CONSIGNES:
1: Traduisez en anglais la phrase suivante du texte sur le vélo et le capitalisme de plateforme : « Il offre une réponse efficace aux besoins de déplacement et à la crise climatique. »
2: Rédigez la suite du texte sur le vélo et le capitalisme de plateforme, à partir de sa dernière phrase.

PASSAGE CITÉ:
┏━━

On le sait, le temps du vélo est venu. Moins polluant, moins gourmand en surfaces bétonnées, moins bruyant, bon pour la santé, d’un prix abordable, le vélo peut redevenir un moyen de locomotion utile dans notre quotidien, surtout s’il est combiné avec les transports en commun gratuits. Il offre une réponse efficace aux besoins de déplacement et à la crise climatique. Mais le temps du vélo est aussi venu pour les plateformes numériques de commerce en ligne qui ont bien compris l’intérêt de l’utiliser pour maximiser leurs profits.Le capitalisme de plateforme est une forme radicalisée du capitalisme néolibéral qui met en relation directe les clients avec les prestataires de service via des applications numériques : un donneur d’ordre et des exécutantEs, indépendantEs, en concurrence entre eux, soumis au statut de micro-entrepreneur. Pas de cotisations patronales à payer, pas d’outil de travail à fournir, horaires flexibles et décalés, pas de code du travail à respecter, pas de responsabilité en cas d’accident ou de maladie : le jackpot assuré !
Pourquoi le vélo ?
Ces emplois sont occupés la plupart du temps par des jeunes hommes, étudiants ou sans qualification professionnelle, des travailleurs étrangers, voire sans papiers, obligés de louer des comptes bancaires à des Français. Leur outil de travail, c’est le vélo.
Simple, maniable, rapide en ville, supportant des charges, le vélo est le moyen de transport tout trouvé pour les nouveaux esclavagistes de la livraison. Fourni, entretenu, assuré par celui ou celle qui pédale, il assure, dans les villes embouteillées, une rapidité que les autres véhicules ne peuvent fournir. Voilà comment le vélo que nous plébiscitons pour ses qualités écologiques, économiques et sanitaires a été récupéré par les patrons du commerce en ligne qui ont bien saisi l’intérêt de l’assujettir à leur business.
La crise du Covid et Uber
Le capitalisme de plateforme a rendu les travailleurEs à vélo aussi populaires que les soignantEs. Grâce à eux et elles, l’activité des restaurants fermés était maintenue, les livraisons des produits de première nécessité étaient assurées, des repas étaient livrés aux hospitaliers… Monoprix, Franprix, Leclerc, Carrefour s’en sont bien servi.

┗━━

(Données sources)
┏━━

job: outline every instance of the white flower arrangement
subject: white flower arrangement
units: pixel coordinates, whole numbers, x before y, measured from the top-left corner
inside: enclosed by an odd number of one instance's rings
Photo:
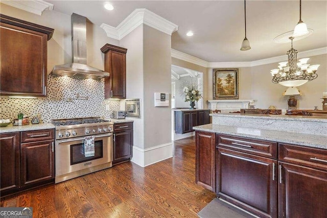
[[[198,101],[202,96],[199,91],[199,85],[196,80],[185,80],[181,84],[181,96],[185,98],[185,102]]]

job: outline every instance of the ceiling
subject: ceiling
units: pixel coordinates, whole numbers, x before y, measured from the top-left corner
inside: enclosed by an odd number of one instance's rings
[[[299,1],[246,2],[247,37],[251,49],[240,51],[244,38],[243,1],[45,1],[54,10],[87,17],[100,26],[116,27],[136,9],[146,8],[179,26],[172,35],[172,48],[208,62],[250,61],[285,55],[290,43],[276,43],[276,36],[294,29],[299,20]],[[327,1],[302,1],[302,20],[314,30],[294,41],[298,52],[327,47]],[[186,36],[191,30],[192,37]]]

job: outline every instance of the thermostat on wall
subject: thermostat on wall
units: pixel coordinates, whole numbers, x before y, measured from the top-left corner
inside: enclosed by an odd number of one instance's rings
[[[169,106],[169,94],[154,93],[154,106],[168,107]]]

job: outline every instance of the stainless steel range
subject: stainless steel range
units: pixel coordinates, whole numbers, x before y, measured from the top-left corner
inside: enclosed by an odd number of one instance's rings
[[[113,123],[84,117],[53,119],[52,123],[56,126],[56,183],[112,166]],[[85,138],[92,136],[94,154],[87,157]]]

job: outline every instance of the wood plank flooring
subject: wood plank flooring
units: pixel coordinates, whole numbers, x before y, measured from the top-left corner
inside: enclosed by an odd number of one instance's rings
[[[174,157],[143,168],[131,162],[1,199],[32,207],[34,217],[197,217],[216,194],[195,182],[194,137]]]

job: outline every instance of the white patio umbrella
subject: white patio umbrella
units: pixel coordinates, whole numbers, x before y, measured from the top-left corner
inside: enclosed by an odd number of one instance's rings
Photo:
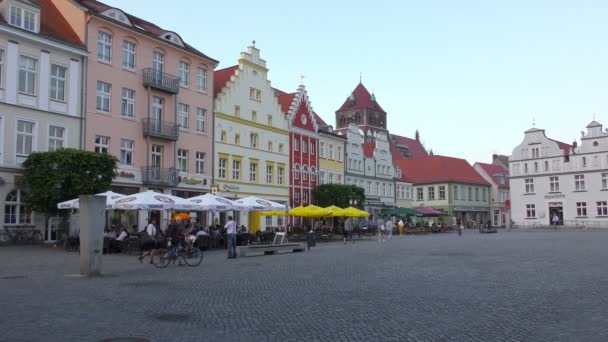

┗━━

RÉPONSES:
1: It offers an effective response to travel needs and to the climate crisis.

2:
Les communicants ont réussi à faire passer l’activité des plateformes en ligne pour essentielle à l’économie mise au ralenti par le virus, en particulier aux TPE et PME. Même si, en réalité, les forçats du vélo pédalaient pour livrer des pizzas ou des burgers. Sans droit au chômage, aux congés maladie, sans soutien financier de l’État, les galériens des deux roues ont continué leurs livraisons, au péril de leur santé, s’ils ne se payaient pas les moyens de se protéger. Des luttes chez Deliveroo ont dénoncé ces conditions de bagne. À Bordeaux, des coursiers à vélo ont monté une SCOP pour sortir de l’ubérisation et se réapproprier leur activité.
Deliveroo ou le non-sens du travail
La crise du Covid-19 interroge sur le sens du travail, sur la redéfinition de sa valeur, sur la hiérarchie des emplois. La vraie question est : de quels emplois avons-nous besoin ? Le crise a montré toute l’utilité des métiers très féminisés, invisibles, mal payés, voire méprisés. Les « premierEs de corvée » sont apparus pour ce qu’ils et surtout elles sont : indispensables à la société. Le confinement a mis en avant des priorités dans les consommations, donc dans les productions. Se nourrir en fait partie. Alors, oui, les livreurEs à vélo ont leur utilité dans la livraison de nourriture. Voilà pourquoi ils et elles doivent avoir un vrai statut encadré par le code du travail, un vrai salaire donnant droit à la protection sociale, des horaires fixés, être sans concurrence entre eux, avec les mêmes droits et protections que les salariéEs. Et un outil de travail payé par l’employeur, des vélos en état et équipés. Alors, plus que jamais, faisons au vélo la place qu’il n’aurait jamais dû perdre, pour l’intérêt commun.